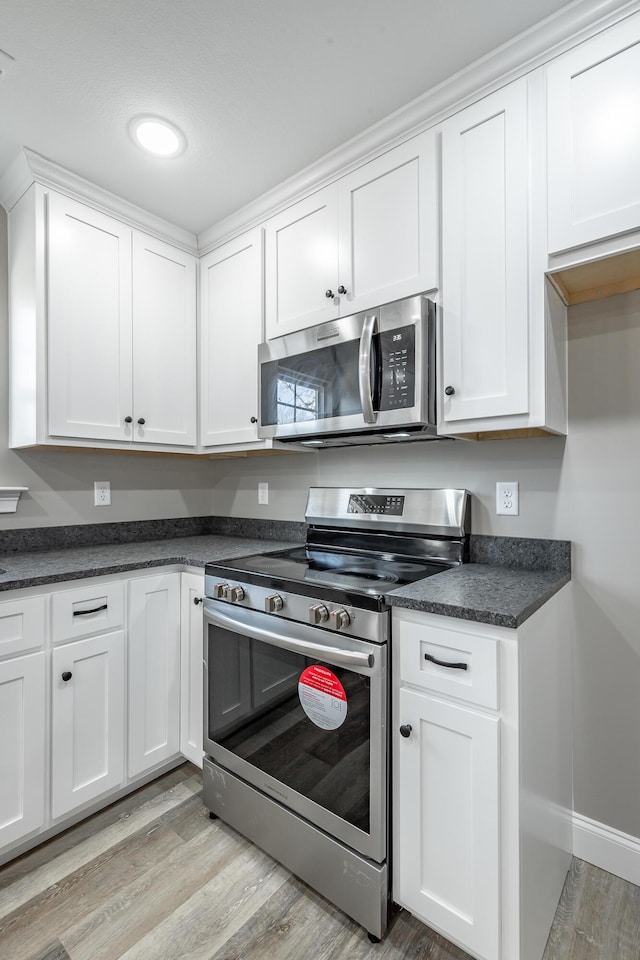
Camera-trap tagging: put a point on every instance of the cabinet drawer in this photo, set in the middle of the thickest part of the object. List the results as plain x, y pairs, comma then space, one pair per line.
22, 625
96, 608
467, 667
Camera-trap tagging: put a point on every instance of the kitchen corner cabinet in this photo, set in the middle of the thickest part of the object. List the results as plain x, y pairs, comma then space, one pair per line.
593, 104
154, 671
22, 746
503, 329
369, 238
103, 330
231, 327
88, 707
191, 667
482, 784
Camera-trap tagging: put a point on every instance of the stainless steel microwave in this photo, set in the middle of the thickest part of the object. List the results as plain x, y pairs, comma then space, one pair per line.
367, 378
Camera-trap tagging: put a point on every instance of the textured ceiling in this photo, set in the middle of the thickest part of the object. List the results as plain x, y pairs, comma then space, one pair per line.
261, 88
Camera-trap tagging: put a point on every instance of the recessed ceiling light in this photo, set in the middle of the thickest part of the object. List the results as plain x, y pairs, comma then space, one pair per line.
157, 136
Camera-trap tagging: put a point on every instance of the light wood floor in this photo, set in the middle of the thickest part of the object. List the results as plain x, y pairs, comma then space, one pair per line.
152, 878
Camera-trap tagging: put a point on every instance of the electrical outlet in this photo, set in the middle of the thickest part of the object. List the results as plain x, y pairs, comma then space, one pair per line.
507, 498
102, 493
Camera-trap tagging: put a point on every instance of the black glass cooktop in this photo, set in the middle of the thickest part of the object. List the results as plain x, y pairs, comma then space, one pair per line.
315, 571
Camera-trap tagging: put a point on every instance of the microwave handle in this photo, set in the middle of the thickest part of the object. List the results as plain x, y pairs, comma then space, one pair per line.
364, 369
245, 623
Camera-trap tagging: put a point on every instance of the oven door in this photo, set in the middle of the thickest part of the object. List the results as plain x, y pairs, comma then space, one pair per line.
301, 714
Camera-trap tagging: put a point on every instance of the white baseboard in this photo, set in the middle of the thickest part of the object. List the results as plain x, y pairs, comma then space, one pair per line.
607, 848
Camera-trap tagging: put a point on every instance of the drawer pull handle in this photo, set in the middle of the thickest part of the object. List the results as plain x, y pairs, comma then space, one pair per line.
443, 663
84, 613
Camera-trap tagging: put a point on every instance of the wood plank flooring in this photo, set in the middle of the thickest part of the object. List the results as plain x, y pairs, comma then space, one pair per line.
152, 878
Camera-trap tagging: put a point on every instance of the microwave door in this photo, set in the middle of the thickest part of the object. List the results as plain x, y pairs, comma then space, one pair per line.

= = = =

### WHAT THE EXERCISE ASKS
All lines starting at the one holding "of the recessed" and ending at the last line above must be output exactly, and no other line may appear.

### OUTPUT
Camera-trap tagging: put a point on every instance of the recessed ceiling light in this photo, set in the middle of the thickest part of the object. List the results as plain x, y pairs, comma then space, one pair per line.
157, 136
Camera-trap tagging: put a point on every instance of the light wood floor in this photo, set in the middle of the thickest part of the object. List the results as plain x, y pairs, comma then space, one pair per line.
152, 878
Camera-trap tagging: put a point on every instance of the electrical outlet in this photo, set in the middle of the thickest part of the object. List the results as plain x, y pairs, comma then space, one pair per line.
507, 498
102, 493
Camera-trap tagging: put a point on every instance of the black glass cooktop in this photo, set in the middle of the thickest part of the object. List the results as plain x, y pairs, comma then space, one pair per line.
315, 571
Camera-trap tagging: put a point on every instance of the microwave handle in this photo, set in the middle of the thickest part of the object. List the results as plain x, y pairs, comma then space, one pair per line.
364, 369
245, 623
Camera-trap tagging: put a point on every instance of the oven door in this photo, set in the middle of the thickest part of the object. List the results as plain x, y pairs, comma then space, one pair per line.
301, 714
Camera-trap tagging: put a point on every instance of the white baseboard in this photo, set in the middle of the thickest part of the object. List the results as plain x, y pairs, comma then space, one pair per line.
607, 848
Camera-trap tagging: put a point on every instance of the drawer pull handle in this photo, set in the middle of the thickest part of the object. List the results as plain x, y pairs, comma then space, one pair per line.
443, 663
84, 613
Camera-trap tagging: put a point on every instance of the wood plank flooring in this photo, set in the middle of the thickest part of the object. List the results as plain x, y pairs, comma then space, one pair per line.
152, 878
Camera-trap tagging: put a point on every instance of the microwave door in this photo, set in the middle of the thickest part of the object. List the results as plain x, y pairs, comma then space, one pair per line.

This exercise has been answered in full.